EXERCISES »
[a] In the discussion of software dependencies, which two frameworks would the writer readily use for a web application?
[b] Reproduce every line of the entries that follow the discussion of software dependencies, with nothing changed.

PAGE EXTRACT »
Using many dependencies also makes your application a fractal of dependencies. Library you use has its own dependencies, which have their own dependencies, which have... And so on. If you happen to want to put your application to DEB/RPM packages properly, host your app's dependencies locally to isolate from network outages, or do virtually anything non-trivial with your app, you hit the list of dependencies very hard.

It's not to say dependencies are evil; like any generalization, this would be simply stupid. But they have their cost, and it's large. You'd better make sure a library really simplifies your life before adding it to your project.

1 comments

And writing custom code to duplicate a library doesn't have a cost? (compared to forking).

I find that using tools like npm, nuget, gems, and the like along with github for core libraries makes managing dependencies FAR better than relying on an internal copy of said package in my project, which is just as risky as an internal fork. Yes, there's a chance the package system can be down while you are wanting to deploy.. that's why you prepare on a staging server, and duplicate that to production. Hell with things like docker, you create your container, and run it with environment variables for which environment it's running against.

> And writing custom code to duplicate a library doesn't have a cost? (compared to forking).

Of course it does, but again: it's you who controls the code, not the library's upstream. You can easily patch and adjust whatever necessary, without being bothered with future merges from upstream.

This aspect grows in importance as the library gives less and less benefits. For example, I wouldn't hesitate to use Flask or Django for a web application, but I would think very hard what good is going to give me logging library other than Python's built-in.

> I find that using tools like npm, nuget, gems, and the like along with github for core libraries makes managing dependencies FAR better than relying on an internal copy of said package in my project

npm and gems give you dynamics very different from seeing dependencies by yourself. You see dependencies as very cheap (which is not true, it's just the cost is hidden from you), so you don't bother with thinking if you really need the new dependency. If it can shorten your code by twenty lines, you see it worth.

RECORD SET »
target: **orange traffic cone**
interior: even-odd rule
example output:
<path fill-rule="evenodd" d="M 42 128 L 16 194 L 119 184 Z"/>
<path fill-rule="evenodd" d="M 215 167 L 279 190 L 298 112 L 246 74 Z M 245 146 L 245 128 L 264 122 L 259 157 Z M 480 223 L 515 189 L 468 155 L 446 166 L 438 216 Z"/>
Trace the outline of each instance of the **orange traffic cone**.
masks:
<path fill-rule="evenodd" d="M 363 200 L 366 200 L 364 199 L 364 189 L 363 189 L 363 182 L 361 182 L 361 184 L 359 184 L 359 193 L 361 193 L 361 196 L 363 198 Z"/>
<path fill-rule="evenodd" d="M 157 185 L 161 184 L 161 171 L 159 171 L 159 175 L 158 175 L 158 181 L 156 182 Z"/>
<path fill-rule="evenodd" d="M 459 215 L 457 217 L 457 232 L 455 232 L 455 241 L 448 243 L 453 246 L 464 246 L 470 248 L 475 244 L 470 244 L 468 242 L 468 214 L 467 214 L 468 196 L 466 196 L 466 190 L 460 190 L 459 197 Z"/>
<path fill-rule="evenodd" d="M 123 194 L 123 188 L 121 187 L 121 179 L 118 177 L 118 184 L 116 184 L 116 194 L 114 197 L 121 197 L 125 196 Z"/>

TASK ANSWERS »
[a] Flask or Django.

[b]
target: **orange traffic cone**
interior: even-odd rule
example output:
<path fill-rule="evenodd" d="M 42 128 L 16 194 L 119 184 Z"/>
<path fill-rule="evenodd" d="M 215 167 L 279 190 L 298 112 L 246 74 Z M 245 146 L 245 128 L 264 122 L 259 157 Z M 480 223 L 515 189 L 468 155 L 446 166 L 438 216 Z"/>
Trace the outline of each instance of the **orange traffic cone**.
masks:
<path fill-rule="evenodd" d="M 363 200 L 366 200 L 364 199 L 364 189 L 363 189 L 363 182 L 361 182 L 361 184 L 359 184 L 359 193 L 361 193 L 361 196 L 363 198 Z"/>
<path fill-rule="evenodd" d="M 157 185 L 161 184 L 161 171 L 159 171 L 159 175 L 158 175 L 158 181 L 156 182 Z"/>
<path fill-rule="evenodd" d="M 459 215 L 457 217 L 457 232 L 455 232 L 455 241 L 448 243 L 453 246 L 464 246 L 470 248 L 475 244 L 470 244 L 468 242 L 468 214 L 467 214 L 468 196 L 466 196 L 466 190 L 460 190 L 459 197 Z"/>
<path fill-rule="evenodd" d="M 123 194 L 123 188 L 121 187 L 121 179 L 118 177 L 118 184 L 116 184 L 116 194 L 114 197 L 121 197 L 125 196 Z"/>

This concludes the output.